▸ **PROBLEM TO WORK ON**: In the records below, the part to copy starts at the line containing "Target: runner in pink shorts" and goes to the last line; output it exactly, without pictures.

▸ **MATERIAL FOR THE TASK**:
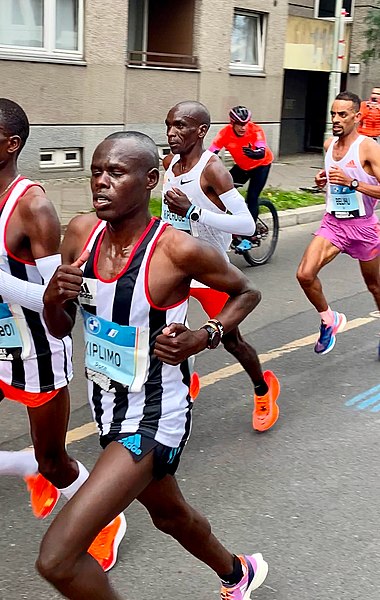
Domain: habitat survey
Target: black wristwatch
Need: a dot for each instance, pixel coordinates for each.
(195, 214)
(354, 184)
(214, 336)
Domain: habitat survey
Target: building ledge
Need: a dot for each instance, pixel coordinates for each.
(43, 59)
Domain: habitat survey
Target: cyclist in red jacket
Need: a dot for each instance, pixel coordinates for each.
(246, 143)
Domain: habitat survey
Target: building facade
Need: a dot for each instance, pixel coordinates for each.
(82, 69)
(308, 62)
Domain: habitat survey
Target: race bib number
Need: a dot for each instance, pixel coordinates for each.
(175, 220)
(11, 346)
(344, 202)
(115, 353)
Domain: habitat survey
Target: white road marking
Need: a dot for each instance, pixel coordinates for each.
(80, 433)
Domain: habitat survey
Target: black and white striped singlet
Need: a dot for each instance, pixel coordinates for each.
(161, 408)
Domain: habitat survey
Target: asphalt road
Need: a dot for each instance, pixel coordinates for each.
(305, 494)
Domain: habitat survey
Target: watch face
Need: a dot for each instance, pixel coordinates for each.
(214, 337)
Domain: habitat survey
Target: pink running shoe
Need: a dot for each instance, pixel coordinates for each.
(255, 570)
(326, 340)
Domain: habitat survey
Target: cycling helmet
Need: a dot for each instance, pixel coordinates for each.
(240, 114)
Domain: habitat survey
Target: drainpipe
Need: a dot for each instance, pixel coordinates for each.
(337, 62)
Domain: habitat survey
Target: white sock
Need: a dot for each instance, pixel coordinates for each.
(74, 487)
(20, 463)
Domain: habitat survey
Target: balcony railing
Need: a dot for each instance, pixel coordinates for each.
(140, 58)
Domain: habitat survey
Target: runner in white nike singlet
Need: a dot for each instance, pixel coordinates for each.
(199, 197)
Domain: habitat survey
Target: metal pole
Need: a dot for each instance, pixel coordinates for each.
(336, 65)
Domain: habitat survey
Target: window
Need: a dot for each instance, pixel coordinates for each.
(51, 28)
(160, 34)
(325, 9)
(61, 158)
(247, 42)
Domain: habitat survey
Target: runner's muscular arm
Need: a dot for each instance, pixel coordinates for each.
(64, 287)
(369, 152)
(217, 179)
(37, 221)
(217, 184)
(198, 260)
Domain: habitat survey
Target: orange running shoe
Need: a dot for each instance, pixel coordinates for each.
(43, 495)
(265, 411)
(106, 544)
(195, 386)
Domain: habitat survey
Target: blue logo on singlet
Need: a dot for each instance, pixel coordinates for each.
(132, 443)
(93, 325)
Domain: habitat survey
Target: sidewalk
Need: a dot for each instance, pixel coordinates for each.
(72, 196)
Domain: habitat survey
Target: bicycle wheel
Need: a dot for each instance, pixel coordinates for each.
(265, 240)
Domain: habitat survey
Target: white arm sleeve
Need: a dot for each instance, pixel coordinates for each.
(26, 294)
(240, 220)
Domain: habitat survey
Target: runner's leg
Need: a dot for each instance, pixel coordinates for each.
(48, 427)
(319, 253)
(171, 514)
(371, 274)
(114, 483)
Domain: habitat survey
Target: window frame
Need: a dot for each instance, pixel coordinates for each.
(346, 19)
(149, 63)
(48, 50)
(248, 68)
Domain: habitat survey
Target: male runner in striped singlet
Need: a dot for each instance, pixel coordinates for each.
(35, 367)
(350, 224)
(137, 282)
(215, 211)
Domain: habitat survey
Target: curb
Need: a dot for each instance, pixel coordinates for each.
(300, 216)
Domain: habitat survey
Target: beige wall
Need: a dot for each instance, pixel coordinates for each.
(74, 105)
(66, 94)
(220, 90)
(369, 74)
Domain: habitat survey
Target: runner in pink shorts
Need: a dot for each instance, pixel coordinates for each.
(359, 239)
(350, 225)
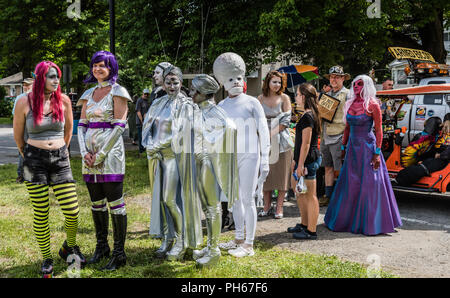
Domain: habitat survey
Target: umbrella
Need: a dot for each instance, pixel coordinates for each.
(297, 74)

▸ **EXERCISE SOLUTION**:
Target: runner in pink shorts
Need: a dot for each instance, pixel coordinates for each.
(359, 239)
(350, 225)
Domain: habitat survey
Target: umbrella
Need: a dot for each instance, pixel coordinates for each.
(297, 74)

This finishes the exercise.